(RECORD EXTRACTS):
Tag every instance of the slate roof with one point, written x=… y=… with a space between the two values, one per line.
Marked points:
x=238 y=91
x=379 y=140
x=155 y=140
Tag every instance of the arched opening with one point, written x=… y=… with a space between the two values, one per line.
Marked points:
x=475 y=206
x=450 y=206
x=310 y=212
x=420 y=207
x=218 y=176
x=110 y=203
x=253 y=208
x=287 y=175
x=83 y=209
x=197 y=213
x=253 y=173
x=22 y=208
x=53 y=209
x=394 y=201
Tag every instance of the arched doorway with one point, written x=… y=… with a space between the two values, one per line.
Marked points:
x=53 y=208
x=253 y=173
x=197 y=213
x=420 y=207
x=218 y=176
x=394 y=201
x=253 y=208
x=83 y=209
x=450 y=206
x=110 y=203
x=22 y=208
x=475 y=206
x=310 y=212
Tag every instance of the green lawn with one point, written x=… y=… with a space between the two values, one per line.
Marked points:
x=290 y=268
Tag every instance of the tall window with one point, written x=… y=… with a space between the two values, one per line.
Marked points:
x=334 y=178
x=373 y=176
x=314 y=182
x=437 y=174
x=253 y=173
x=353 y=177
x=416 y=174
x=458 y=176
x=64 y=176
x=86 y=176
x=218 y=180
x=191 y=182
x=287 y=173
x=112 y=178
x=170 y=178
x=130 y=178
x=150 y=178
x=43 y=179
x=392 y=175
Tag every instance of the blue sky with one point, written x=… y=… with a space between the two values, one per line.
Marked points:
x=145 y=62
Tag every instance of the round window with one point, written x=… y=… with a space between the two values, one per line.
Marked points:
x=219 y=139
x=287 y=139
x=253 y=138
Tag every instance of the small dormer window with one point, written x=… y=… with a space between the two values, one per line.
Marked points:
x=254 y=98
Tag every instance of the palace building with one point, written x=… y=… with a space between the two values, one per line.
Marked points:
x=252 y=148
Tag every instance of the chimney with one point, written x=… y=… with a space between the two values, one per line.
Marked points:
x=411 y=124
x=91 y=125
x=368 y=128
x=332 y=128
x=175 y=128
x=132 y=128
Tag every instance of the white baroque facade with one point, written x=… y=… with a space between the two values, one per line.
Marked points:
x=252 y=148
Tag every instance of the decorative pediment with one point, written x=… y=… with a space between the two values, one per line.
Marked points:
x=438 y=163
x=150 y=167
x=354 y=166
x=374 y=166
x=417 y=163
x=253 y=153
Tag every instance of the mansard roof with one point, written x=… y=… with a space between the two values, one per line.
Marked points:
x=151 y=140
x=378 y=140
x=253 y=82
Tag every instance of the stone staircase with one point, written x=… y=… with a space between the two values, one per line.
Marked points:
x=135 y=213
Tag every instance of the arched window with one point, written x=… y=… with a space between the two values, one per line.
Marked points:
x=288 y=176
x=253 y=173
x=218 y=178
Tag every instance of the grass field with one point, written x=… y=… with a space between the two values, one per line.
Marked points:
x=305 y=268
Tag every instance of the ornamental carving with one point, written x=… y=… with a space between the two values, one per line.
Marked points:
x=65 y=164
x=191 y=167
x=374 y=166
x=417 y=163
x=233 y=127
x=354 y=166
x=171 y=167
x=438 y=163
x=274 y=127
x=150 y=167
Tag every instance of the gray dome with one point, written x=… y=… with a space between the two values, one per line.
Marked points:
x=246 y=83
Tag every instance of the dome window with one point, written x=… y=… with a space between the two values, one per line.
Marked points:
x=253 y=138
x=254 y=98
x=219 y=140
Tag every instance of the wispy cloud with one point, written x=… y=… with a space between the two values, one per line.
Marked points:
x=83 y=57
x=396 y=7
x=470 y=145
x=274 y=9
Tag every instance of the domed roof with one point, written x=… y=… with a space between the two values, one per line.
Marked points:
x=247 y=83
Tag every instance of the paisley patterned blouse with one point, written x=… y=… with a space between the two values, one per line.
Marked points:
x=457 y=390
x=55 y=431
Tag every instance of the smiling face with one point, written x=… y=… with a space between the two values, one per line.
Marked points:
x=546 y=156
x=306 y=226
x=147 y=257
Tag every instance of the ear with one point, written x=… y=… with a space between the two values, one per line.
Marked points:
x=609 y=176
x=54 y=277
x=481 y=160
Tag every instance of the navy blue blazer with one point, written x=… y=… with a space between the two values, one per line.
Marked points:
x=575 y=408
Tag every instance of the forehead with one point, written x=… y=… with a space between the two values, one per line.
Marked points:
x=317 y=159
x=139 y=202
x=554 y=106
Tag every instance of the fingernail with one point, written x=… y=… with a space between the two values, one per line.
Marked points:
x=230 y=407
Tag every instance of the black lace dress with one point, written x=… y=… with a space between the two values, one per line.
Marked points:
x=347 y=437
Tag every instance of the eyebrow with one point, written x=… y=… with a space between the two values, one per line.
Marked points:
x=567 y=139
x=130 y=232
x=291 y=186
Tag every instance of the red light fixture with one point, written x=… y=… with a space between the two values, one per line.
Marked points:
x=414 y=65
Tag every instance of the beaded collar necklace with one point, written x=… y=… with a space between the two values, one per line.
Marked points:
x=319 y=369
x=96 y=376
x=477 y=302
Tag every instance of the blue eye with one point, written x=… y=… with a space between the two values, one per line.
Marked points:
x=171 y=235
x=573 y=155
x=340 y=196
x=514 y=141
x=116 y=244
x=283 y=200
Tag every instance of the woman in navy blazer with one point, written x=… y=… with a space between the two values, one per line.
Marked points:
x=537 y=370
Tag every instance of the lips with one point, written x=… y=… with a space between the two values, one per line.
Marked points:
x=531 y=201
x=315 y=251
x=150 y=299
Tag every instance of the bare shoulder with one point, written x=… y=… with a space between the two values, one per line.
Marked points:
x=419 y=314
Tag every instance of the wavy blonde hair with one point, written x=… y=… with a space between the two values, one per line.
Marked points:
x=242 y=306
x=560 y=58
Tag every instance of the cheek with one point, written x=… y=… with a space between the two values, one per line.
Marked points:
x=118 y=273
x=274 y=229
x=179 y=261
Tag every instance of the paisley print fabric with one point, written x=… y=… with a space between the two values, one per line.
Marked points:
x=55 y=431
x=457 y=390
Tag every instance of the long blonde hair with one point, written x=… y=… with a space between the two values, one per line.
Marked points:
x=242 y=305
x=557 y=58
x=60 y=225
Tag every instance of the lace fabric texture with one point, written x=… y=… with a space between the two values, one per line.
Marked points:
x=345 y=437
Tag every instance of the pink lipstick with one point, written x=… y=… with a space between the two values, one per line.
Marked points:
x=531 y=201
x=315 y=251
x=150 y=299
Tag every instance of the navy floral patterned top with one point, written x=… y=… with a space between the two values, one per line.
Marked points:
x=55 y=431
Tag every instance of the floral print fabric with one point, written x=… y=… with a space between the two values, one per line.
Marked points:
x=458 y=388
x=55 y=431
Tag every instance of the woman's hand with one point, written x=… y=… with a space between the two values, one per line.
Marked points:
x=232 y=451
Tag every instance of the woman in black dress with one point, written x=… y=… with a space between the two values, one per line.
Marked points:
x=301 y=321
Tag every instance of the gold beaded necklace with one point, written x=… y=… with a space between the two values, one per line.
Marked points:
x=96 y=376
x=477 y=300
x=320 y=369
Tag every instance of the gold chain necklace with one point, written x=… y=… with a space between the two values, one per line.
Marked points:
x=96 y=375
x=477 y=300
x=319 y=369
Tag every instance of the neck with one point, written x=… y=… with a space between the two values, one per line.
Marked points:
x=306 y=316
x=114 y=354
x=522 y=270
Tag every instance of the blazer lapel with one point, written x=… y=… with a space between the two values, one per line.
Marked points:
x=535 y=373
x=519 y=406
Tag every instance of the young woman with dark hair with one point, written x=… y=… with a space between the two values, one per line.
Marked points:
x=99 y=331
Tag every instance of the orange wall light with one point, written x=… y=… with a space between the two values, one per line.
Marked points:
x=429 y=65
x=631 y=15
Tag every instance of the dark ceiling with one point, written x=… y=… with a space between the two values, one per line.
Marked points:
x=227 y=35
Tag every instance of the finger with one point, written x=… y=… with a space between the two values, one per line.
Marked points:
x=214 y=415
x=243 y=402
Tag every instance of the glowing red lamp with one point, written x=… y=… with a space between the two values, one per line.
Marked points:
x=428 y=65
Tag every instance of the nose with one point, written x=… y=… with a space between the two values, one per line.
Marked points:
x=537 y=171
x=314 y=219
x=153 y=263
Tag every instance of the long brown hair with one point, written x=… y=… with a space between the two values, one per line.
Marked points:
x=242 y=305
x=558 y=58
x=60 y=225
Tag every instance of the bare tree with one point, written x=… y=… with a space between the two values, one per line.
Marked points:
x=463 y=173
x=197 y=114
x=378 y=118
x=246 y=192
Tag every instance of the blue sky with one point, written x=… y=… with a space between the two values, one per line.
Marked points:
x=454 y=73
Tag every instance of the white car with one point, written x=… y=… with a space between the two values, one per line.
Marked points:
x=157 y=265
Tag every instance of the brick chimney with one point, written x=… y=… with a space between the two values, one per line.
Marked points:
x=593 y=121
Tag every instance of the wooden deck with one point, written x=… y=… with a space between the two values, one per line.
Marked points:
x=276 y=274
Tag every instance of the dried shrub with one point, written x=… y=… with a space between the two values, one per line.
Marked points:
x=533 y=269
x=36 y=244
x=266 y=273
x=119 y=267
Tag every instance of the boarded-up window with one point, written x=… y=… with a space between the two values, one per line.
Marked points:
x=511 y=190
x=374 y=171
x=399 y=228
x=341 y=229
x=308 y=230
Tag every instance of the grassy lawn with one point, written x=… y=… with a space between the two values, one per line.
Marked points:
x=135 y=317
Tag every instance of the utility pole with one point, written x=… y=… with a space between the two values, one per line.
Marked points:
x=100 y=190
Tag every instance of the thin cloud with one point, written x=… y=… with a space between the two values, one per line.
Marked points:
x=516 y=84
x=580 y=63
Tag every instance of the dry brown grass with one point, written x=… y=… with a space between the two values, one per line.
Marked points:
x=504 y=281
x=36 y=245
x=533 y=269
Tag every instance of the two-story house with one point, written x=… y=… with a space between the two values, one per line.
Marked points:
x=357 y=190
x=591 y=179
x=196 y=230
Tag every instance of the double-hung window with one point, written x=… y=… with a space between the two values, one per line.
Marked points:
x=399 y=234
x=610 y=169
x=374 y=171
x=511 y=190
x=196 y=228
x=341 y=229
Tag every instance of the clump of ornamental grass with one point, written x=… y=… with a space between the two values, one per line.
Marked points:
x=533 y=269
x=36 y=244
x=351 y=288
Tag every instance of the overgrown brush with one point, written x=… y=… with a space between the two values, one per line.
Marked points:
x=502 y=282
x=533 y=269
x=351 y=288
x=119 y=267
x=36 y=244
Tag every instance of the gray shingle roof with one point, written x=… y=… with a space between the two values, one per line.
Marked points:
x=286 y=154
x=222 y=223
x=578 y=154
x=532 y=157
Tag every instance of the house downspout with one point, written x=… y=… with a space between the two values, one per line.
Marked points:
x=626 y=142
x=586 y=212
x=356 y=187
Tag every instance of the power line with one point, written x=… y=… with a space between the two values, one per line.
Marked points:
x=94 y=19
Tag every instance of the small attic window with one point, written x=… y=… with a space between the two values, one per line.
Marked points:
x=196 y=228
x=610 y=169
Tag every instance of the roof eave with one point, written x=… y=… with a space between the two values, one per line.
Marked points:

(BRIEF): Copy the rows above word for word, starting at the line that contains "Tag every instance of the house" and continuing through the final line of the rows.

(WORKED ANSWER):
Tag every instance of the house downspout with one point, written x=… y=… with a space between the two values, one per line.
Marked points:
x=626 y=142
x=586 y=212
x=356 y=187
Tag every instance of the power line with one point, written x=… y=… with a space between the two values, one per line.
Marked points:
x=94 y=19
Tag every instance of the small attic window with one point, written x=… y=… with a space between the two values, one per line.
Marked points:
x=196 y=228
x=610 y=169
Tag every instance of the roof eave with one point, written x=… y=… with a space between the two values, one per line.
Marked points:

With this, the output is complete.